Stored records:
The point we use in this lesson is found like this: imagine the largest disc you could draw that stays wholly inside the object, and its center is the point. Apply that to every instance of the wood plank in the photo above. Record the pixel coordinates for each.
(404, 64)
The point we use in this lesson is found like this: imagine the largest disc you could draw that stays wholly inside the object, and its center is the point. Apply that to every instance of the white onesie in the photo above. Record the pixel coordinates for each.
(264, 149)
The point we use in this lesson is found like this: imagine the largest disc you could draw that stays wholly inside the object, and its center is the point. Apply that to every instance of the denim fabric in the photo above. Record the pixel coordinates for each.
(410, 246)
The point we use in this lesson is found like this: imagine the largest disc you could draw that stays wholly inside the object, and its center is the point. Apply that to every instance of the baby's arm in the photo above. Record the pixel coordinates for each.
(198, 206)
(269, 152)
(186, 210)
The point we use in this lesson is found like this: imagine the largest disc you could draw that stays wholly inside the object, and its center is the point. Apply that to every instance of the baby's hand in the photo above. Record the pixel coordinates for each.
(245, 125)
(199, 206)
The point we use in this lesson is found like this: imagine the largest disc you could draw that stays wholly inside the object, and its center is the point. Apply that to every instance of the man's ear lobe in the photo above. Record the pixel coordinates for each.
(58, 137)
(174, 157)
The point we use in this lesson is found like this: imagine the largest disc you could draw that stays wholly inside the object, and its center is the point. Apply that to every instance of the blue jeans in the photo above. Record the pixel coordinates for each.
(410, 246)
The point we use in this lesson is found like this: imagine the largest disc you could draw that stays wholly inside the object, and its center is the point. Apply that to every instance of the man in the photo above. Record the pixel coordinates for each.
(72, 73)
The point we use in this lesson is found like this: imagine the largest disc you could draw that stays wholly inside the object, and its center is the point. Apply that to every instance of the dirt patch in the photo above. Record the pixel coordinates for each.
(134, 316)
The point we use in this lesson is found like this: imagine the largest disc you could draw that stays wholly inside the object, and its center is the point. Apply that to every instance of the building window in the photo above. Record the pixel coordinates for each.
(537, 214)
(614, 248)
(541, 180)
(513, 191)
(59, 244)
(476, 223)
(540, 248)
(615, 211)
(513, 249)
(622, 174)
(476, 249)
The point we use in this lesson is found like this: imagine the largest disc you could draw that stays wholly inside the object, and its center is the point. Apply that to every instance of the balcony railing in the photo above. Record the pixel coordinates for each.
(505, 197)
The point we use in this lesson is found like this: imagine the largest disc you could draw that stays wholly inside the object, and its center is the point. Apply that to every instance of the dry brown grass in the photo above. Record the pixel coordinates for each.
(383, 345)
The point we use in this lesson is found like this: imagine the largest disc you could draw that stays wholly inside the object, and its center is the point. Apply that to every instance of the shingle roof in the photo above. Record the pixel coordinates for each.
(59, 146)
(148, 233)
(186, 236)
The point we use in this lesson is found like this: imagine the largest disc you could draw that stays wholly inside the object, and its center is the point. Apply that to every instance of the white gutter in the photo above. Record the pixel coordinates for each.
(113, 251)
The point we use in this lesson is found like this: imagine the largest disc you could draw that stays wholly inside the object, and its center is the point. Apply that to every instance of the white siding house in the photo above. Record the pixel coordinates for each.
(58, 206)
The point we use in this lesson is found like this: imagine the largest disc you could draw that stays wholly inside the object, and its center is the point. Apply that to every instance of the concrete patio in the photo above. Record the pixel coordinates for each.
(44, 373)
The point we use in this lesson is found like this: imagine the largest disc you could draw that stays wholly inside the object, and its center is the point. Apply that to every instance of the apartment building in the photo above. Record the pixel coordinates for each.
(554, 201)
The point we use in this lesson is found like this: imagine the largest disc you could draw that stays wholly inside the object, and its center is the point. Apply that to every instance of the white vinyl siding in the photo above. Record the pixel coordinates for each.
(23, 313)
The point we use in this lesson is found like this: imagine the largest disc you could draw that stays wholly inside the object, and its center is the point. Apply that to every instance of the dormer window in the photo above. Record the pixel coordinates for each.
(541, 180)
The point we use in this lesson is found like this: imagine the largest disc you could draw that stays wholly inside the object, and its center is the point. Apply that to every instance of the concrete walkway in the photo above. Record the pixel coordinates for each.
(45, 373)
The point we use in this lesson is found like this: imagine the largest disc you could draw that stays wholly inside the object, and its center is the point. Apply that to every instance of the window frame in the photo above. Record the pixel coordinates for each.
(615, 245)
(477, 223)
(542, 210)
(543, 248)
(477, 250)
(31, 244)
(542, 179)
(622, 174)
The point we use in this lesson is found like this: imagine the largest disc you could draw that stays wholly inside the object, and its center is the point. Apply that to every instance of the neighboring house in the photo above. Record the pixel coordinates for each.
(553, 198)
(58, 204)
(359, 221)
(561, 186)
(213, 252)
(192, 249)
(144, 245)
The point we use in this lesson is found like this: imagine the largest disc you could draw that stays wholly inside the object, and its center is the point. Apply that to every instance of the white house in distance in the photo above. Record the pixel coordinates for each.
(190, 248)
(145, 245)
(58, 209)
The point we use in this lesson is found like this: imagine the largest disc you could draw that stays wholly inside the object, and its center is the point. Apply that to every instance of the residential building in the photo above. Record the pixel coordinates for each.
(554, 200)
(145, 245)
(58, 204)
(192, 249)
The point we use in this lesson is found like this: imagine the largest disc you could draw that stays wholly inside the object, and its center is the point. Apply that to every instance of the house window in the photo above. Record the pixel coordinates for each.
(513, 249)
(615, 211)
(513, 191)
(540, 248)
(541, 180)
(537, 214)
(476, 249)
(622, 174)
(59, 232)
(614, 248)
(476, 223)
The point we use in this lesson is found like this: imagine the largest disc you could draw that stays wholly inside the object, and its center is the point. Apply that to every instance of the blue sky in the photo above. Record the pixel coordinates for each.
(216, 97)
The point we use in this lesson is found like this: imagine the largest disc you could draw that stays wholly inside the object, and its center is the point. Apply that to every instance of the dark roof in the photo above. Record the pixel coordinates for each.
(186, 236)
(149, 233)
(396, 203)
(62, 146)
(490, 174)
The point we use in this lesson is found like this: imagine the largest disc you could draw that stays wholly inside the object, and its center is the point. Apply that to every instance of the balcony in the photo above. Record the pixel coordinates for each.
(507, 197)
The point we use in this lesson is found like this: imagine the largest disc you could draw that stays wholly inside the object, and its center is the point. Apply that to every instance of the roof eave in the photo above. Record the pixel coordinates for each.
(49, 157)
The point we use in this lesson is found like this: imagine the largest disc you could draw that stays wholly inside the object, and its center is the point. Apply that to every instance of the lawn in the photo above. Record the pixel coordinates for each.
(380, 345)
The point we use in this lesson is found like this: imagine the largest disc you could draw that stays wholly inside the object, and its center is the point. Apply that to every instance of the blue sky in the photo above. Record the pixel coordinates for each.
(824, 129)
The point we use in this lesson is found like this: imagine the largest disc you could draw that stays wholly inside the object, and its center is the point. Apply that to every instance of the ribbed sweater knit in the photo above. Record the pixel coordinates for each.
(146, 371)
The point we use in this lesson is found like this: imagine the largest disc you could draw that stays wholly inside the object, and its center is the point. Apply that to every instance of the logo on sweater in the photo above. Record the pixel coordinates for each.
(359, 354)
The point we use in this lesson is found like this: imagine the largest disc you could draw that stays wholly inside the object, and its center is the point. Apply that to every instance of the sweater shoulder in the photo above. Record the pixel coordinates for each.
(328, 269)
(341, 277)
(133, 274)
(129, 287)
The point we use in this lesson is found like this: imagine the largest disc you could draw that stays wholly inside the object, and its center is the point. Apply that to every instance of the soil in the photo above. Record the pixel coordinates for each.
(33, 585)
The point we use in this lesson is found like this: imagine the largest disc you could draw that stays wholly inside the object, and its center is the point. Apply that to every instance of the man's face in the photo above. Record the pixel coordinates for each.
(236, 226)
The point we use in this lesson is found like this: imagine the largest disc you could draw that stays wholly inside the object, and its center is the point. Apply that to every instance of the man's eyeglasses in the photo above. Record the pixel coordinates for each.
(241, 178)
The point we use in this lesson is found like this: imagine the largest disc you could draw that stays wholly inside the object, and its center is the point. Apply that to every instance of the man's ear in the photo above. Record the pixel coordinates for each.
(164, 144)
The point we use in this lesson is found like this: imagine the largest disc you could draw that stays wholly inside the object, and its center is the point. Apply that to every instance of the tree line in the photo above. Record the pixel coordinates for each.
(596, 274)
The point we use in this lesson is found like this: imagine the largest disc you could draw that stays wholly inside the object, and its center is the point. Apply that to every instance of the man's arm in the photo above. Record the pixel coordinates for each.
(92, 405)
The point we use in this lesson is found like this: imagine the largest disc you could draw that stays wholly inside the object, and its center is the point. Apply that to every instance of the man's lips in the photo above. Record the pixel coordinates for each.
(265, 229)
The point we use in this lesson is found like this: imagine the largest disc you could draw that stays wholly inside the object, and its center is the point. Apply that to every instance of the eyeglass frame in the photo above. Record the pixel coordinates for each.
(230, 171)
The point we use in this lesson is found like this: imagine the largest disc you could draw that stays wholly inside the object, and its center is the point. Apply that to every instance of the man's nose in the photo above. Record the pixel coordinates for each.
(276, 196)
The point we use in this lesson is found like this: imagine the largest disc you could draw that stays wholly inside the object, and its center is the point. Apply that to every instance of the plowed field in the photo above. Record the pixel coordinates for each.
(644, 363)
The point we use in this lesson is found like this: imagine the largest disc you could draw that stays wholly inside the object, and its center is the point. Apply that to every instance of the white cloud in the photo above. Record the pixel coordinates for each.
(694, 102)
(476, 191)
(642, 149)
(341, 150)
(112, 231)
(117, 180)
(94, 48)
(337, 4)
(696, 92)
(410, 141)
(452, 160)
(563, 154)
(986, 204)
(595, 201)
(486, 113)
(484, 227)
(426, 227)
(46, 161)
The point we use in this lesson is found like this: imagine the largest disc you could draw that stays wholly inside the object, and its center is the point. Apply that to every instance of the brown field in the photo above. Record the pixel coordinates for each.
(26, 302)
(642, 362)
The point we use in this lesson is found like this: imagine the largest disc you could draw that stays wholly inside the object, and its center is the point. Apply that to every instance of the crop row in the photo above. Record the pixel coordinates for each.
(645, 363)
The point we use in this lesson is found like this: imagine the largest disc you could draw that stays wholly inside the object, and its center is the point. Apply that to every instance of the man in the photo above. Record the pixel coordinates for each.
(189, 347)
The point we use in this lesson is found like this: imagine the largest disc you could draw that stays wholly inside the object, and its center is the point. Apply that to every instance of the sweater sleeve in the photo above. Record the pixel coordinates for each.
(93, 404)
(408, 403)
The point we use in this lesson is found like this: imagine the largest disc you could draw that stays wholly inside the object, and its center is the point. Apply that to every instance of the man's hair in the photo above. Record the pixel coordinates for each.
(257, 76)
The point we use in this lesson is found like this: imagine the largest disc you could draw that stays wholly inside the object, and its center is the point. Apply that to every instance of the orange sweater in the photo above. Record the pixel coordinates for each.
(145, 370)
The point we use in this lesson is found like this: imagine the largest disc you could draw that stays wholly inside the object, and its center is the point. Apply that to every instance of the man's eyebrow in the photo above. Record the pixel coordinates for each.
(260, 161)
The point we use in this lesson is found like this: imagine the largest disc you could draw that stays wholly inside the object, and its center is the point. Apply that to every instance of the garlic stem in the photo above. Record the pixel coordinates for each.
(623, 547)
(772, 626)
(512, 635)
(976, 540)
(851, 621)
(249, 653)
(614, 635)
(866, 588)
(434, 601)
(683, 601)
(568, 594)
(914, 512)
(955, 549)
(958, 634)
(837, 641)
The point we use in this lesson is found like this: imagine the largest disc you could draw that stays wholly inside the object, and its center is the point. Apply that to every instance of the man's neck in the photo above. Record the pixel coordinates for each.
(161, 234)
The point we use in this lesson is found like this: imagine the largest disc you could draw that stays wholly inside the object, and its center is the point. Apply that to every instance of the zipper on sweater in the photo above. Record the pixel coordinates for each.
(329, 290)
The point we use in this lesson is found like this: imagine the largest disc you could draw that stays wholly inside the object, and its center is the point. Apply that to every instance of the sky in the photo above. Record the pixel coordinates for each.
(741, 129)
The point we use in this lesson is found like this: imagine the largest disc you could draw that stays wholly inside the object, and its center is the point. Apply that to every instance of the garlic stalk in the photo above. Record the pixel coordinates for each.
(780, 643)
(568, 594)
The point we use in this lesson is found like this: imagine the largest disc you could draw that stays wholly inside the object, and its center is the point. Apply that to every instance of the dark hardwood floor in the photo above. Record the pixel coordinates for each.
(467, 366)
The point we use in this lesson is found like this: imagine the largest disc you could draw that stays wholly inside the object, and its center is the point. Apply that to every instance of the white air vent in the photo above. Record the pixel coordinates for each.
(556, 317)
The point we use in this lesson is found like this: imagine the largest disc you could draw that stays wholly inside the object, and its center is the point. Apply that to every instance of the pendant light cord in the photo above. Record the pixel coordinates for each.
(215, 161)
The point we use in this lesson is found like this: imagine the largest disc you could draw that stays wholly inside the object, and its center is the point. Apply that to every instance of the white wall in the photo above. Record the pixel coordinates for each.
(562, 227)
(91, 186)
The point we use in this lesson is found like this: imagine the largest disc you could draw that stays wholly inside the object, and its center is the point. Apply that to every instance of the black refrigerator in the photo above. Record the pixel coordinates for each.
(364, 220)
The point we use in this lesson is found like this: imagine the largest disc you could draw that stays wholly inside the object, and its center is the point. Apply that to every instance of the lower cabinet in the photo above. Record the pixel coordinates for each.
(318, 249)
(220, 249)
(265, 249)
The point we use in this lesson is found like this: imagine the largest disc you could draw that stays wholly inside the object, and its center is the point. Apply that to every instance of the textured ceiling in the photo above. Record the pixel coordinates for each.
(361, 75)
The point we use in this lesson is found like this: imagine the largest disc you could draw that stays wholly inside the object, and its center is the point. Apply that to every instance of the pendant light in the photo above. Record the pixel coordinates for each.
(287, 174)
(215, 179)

Requirement: Write out only the final block of lines, starting at the line with "of the black" and running to the end of the material.

Exercise output:
The point we use in this lesson is found like this: imagine the largest disc you could draw that stays wholly inside the object, and its center is the point. Apply that to every instance of the black refrigerator in the photo above. Record the pixel coordinates for each.
(364, 220)
The point we use in this lesson is found like this: imagine the largest disc you could draw that stays wholly inside the object, and its center is the point. Apply that to every instance of the lower cabinet in the photo above. Record the pixel coordinates for each.
(318, 249)
(220, 249)
(265, 249)
The point we use in this lesson is found like this: imagine the largest disc you could draw that stays wholly inside the object, and its center is the point. Apply that to every instance of the textured ceiling in the photo above. Record the pixel coordinates for each.
(361, 75)
The point we use in this lesson is found like this: imagine the largest disc you could draw that stays wholly inside the object, and its center is the point. Apply that to every instance of the pendant light in the photo above. Record the pixel coordinates for each.
(287, 174)
(215, 179)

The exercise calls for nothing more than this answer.